- _WHAT THIS TASK INVOLVES_: Reproduce every one of the rows below word for word, leaving the pictures out of your copy.

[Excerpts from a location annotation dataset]
+++++

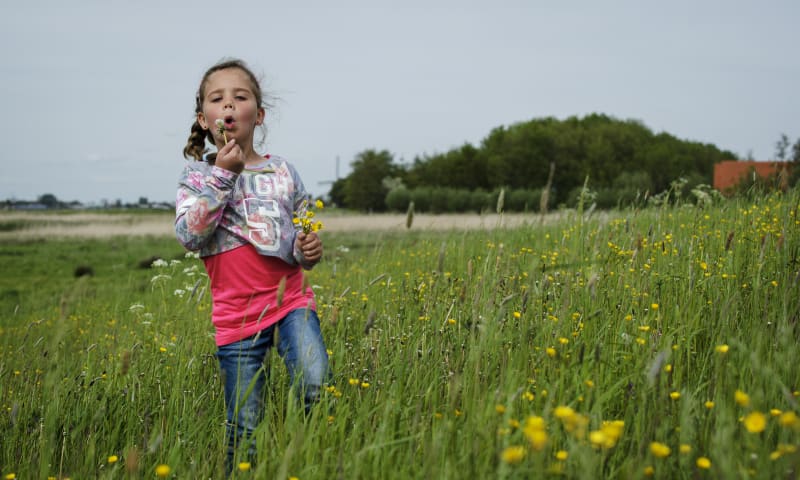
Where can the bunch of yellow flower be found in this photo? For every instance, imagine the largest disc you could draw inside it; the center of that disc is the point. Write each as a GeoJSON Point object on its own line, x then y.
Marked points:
{"type": "Point", "coordinates": [305, 217]}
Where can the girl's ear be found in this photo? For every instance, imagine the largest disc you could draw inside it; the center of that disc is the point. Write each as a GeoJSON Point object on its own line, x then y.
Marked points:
{"type": "Point", "coordinates": [201, 119]}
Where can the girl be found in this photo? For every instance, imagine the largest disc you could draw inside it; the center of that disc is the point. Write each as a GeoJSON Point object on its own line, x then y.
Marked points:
{"type": "Point", "coordinates": [236, 209]}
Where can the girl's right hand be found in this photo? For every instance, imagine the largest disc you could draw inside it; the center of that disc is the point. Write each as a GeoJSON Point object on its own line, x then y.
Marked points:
{"type": "Point", "coordinates": [230, 157]}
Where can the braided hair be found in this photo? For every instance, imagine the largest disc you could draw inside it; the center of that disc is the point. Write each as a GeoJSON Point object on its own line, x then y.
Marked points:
{"type": "Point", "coordinates": [196, 145]}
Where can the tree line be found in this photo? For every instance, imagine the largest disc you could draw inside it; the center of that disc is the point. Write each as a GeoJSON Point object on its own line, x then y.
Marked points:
{"type": "Point", "coordinates": [622, 159]}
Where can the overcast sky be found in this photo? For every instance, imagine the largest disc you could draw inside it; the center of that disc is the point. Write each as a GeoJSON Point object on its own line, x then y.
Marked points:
{"type": "Point", "coordinates": [99, 94]}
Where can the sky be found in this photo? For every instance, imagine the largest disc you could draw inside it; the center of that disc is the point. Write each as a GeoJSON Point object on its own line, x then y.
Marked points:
{"type": "Point", "coordinates": [99, 94]}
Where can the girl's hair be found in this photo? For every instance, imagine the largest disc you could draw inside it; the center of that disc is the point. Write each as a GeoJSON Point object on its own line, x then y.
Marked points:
{"type": "Point", "coordinates": [196, 146]}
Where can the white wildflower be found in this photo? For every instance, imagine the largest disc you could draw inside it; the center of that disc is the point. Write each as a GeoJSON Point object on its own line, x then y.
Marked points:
{"type": "Point", "coordinates": [136, 307]}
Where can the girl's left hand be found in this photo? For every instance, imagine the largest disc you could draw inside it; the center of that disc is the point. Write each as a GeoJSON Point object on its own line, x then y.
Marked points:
{"type": "Point", "coordinates": [310, 245]}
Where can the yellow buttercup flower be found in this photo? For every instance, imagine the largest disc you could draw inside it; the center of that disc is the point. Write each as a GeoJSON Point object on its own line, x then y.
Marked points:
{"type": "Point", "coordinates": [304, 217]}
{"type": "Point", "coordinates": [704, 463]}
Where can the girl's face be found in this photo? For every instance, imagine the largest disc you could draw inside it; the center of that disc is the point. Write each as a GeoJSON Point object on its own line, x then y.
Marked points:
{"type": "Point", "coordinates": [228, 96]}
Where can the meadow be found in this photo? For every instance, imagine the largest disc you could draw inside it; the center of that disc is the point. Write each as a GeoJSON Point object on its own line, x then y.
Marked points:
{"type": "Point", "coordinates": [652, 343]}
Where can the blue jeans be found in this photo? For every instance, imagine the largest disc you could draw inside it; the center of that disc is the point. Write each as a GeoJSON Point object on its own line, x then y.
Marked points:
{"type": "Point", "coordinates": [244, 373]}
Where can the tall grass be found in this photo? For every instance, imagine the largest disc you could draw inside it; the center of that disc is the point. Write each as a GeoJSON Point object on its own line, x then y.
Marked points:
{"type": "Point", "coordinates": [657, 343]}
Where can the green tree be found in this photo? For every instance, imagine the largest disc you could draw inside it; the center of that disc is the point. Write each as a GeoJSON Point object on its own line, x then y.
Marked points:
{"type": "Point", "coordinates": [49, 200]}
{"type": "Point", "coordinates": [364, 188]}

+++++

- _RESPONSE TO THE EXERCISE_:
Where can the bunch of yellow flower be found in this photo? For every instance, imagine the largest disc you could draw inside it; the center of that disc is the point. Write each as a GeoJSON Point object on its own line, x then y.
Marked points:
{"type": "Point", "coordinates": [305, 217]}
Where can the girl's ear be found in this photo? For every instance, imagine the largest disc you could draw inside it; the center of that disc is the point. Write each as a GeoJSON Point object on its own line, x then y.
Marked points:
{"type": "Point", "coordinates": [201, 119]}
Where can the girl be found in this photo? For every instance, imagine the largest disc you could draw inside it; the center of that disc is the point. Write each as a GeoJSON Point object on its own line, x then y.
Marked points:
{"type": "Point", "coordinates": [236, 209]}
Where can the girl's right hand be found in this photo? For every instance, imagine the largest disc you could draw inside it; the center of that disc is the point. Write each as a GeoJSON Point object on its own line, x then y.
Marked points:
{"type": "Point", "coordinates": [230, 157]}
Where can the braided hair be found in this photo? For every instance, imagine the largest disc you could draw inside it; the center of that disc is the point. Write each as a GeoJSON Point object on its own line, x then y.
Marked points:
{"type": "Point", "coordinates": [196, 145]}
Where can the tree line be found in this photo? For every instance, imagine the largest disc you could draw inside it; the center of that disc is the point. Write each as a GeoJSON Point object on its own line, x then y.
Marked points:
{"type": "Point", "coordinates": [622, 159]}
Where can the overcast sky be found in this photo? For every instance, imagine the largest disc you could draw inside it; the center of that disc is the point. Write each as a GeoJSON Point object on its own line, x then y.
Marked points:
{"type": "Point", "coordinates": [99, 94]}
Where can the sky be found in this photo? For every instance, imagine the largest disc you could draw inside it; the center of that disc is the point. Write each as a GeoJSON Point object on its own line, x then y.
Marked points:
{"type": "Point", "coordinates": [99, 94]}
Where can the girl's hair be found in this photo? For every instance, imagine the largest disc you could draw inside it; the center of that disc is the point. Write each as a GeoJSON Point object on its own line, x then y.
Marked points:
{"type": "Point", "coordinates": [196, 146]}
Where can the white wildflower be found in this photo? For every instance, imagine the largest disc you could draw inside it; the center of that disc is the point. Write each as a GeoJSON Point object on its own line, x then y.
Marked points:
{"type": "Point", "coordinates": [136, 307]}
Where can the girl's left hand be found in this photo? For every instance, imagine the largest disc you could draw inside it; the center of that disc is the point. Write each as a GeoJSON Point object on its own line, x then y.
Marked points:
{"type": "Point", "coordinates": [310, 245]}
Where can the yellow buttercup flower be found in this photo? For every instance, imagine the largest disc you could draw inside it; the center of that disc is the point. Write each as a GeoJSON Point object on its own line, x then y.
Marked points:
{"type": "Point", "coordinates": [304, 217]}
{"type": "Point", "coordinates": [704, 463]}
Where can the girl's face be found in this photo? For every instance, imagine the largest disc you could draw inside it; the center of that disc is the point. Write each as a GeoJSON Point object on its own line, x then y.
Marked points:
{"type": "Point", "coordinates": [228, 96]}
Where can the meadow be found in this photo? For every instance, imagine the largest disc you could draw inside it; the center of that disc is the point. Write each as a GeoJSON Point object on its own line, x then y.
Marked points:
{"type": "Point", "coordinates": [652, 343]}
Where can the blue jeans be found in this photo? For every instance, imagine the largest disc you could draw inside it; the center of that disc is the point. Write each as a GeoJSON Point object on its own line, x then y.
Marked points:
{"type": "Point", "coordinates": [244, 373]}
Where can the tall grass be found in this photo? For every instance, imagine the largest disc you could draw inside it; the center of that disc is the point. Write each as a GeoJSON Point object on its own line, x then y.
Marked points:
{"type": "Point", "coordinates": [657, 343]}
Where can the green tree be found in this photo? For every instance, imagine the largest disc you could draw inside it; the center of that disc is the point. Write each as a GeoJSON Point object on its own line, x then y.
Marked points:
{"type": "Point", "coordinates": [49, 200]}
{"type": "Point", "coordinates": [364, 188]}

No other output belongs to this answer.